- **INSTRUCTION**: Return every line of the records below that contains the word "person".

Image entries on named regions
# # # # # # #

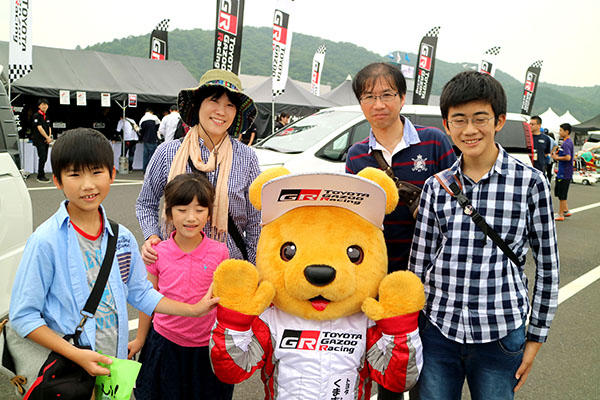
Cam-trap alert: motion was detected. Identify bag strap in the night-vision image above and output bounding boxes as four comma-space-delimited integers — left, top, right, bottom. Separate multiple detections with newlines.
180, 158, 248, 260
434, 169, 521, 266
75, 219, 119, 339
371, 150, 398, 186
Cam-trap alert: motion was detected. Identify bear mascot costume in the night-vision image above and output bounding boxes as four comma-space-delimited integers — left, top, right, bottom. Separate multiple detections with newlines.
209, 168, 425, 400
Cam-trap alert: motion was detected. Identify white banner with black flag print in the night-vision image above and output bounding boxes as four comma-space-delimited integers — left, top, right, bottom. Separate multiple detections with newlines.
272, 0, 294, 98
150, 19, 169, 60
8, 0, 33, 82
310, 44, 327, 96
213, 0, 244, 74
479, 46, 501, 76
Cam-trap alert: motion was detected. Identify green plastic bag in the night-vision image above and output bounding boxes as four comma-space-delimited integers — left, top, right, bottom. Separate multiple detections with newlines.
96, 356, 142, 400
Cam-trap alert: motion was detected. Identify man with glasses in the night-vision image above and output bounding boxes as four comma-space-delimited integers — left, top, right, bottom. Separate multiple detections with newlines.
409, 71, 559, 400
529, 115, 552, 173
346, 63, 456, 399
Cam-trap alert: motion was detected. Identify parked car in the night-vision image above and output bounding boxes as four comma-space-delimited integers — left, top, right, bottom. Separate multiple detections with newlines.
0, 66, 33, 318
581, 131, 600, 151
573, 171, 599, 185
254, 105, 533, 173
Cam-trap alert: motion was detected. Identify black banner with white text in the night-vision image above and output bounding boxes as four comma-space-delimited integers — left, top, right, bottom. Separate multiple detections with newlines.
213, 0, 244, 74
521, 60, 543, 115
413, 26, 440, 104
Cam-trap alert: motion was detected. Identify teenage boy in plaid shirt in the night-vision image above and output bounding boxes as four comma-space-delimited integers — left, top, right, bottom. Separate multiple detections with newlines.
409, 71, 559, 400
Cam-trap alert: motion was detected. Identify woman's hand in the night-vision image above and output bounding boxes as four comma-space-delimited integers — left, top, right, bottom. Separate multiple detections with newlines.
142, 235, 161, 265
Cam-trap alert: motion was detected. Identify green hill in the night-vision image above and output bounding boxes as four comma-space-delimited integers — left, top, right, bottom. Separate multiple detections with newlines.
85, 26, 600, 121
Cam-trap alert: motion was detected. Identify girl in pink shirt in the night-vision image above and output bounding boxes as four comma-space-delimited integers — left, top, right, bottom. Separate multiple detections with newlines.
128, 174, 233, 400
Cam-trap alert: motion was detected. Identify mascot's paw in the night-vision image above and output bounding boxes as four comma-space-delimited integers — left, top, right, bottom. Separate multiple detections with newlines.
362, 271, 425, 321
213, 260, 275, 315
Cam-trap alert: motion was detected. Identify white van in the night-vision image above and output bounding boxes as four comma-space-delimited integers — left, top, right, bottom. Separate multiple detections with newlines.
0, 66, 33, 318
254, 105, 533, 173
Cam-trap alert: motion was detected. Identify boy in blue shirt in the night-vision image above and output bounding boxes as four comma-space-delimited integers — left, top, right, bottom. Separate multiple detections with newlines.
9, 128, 218, 375
551, 123, 574, 221
408, 71, 559, 400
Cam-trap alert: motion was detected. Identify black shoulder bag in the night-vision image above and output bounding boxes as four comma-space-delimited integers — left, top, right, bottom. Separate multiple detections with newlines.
188, 158, 248, 260
25, 220, 119, 400
372, 150, 422, 218
434, 170, 521, 266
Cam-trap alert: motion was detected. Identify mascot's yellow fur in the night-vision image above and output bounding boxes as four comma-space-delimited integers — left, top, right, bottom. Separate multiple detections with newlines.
210, 168, 424, 399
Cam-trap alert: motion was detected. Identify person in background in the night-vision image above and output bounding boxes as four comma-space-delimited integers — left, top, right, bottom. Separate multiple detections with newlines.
409, 71, 559, 400
117, 116, 139, 171
275, 111, 290, 131
346, 63, 456, 400
158, 104, 181, 142
139, 108, 160, 173
31, 98, 52, 183
136, 69, 260, 264
529, 115, 552, 173
552, 123, 575, 221
544, 128, 558, 182
238, 122, 256, 146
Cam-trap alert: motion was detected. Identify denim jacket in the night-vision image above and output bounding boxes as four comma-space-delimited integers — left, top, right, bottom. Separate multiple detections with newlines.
9, 201, 162, 358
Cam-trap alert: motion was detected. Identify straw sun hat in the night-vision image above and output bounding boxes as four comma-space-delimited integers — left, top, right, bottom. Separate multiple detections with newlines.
177, 69, 256, 137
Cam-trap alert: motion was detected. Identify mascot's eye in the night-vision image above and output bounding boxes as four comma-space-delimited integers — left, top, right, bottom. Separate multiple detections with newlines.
346, 246, 364, 264
279, 242, 296, 261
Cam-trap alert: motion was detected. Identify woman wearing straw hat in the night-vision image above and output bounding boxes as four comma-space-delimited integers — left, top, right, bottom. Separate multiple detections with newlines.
136, 69, 260, 264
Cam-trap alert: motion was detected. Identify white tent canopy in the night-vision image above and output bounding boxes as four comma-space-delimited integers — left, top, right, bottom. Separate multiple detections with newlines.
558, 110, 581, 125
540, 107, 562, 133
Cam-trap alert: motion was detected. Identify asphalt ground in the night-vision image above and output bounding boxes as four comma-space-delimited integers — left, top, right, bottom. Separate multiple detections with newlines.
0, 171, 600, 400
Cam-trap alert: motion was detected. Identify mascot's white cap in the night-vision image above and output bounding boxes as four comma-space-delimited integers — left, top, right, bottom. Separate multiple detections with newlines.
261, 173, 386, 229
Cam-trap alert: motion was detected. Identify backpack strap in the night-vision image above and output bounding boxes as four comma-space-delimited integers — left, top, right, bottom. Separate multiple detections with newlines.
434, 169, 522, 266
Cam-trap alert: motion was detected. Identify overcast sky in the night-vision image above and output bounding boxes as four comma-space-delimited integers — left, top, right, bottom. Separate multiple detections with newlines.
0, 0, 600, 86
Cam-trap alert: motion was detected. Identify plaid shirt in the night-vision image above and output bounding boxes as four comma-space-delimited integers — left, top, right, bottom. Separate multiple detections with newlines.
408, 146, 559, 343
135, 138, 260, 264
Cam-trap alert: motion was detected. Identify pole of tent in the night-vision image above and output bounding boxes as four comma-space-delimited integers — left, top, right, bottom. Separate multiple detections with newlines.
271, 96, 275, 135
115, 100, 133, 174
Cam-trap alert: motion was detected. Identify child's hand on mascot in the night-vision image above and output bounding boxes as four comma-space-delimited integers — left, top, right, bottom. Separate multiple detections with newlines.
362, 271, 425, 321
213, 260, 275, 315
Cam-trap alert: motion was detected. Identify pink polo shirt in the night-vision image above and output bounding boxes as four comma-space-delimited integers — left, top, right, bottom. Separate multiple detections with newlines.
147, 232, 229, 347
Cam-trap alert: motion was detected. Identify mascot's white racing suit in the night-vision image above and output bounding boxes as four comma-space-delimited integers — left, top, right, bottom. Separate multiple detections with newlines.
210, 306, 423, 400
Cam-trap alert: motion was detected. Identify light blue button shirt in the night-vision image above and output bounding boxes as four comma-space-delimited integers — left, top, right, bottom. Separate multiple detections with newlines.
9, 201, 163, 358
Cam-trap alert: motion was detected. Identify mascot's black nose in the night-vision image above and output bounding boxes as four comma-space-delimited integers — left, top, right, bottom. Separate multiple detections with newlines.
304, 265, 335, 286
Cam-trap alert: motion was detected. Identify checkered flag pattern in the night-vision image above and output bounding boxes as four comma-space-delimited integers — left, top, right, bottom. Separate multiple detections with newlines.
484, 46, 501, 56
273, 89, 285, 97
155, 18, 170, 32
425, 26, 440, 37
531, 60, 544, 68
8, 64, 33, 83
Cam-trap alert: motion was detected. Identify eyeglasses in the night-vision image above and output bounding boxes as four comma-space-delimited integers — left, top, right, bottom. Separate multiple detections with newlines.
360, 92, 398, 105
448, 116, 494, 129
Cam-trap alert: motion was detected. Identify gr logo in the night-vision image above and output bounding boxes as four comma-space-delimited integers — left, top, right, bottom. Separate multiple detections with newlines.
277, 189, 321, 201
279, 329, 321, 350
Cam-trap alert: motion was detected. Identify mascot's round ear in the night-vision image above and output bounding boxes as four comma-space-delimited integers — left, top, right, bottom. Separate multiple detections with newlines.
358, 167, 398, 214
248, 167, 290, 210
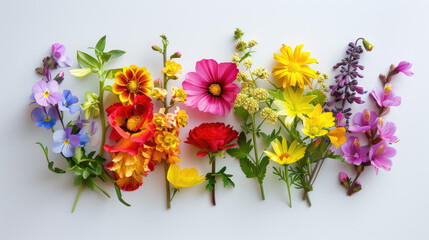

# # # # # # #

- **ANSWER TO THE TASK**:
Cam-trap alert: motion was detected. Identify person in background in the night-vision image above and output bounding boxes as four comma-space-delimited integers — left, top, right, bottom. Separate multiple detections with newlines.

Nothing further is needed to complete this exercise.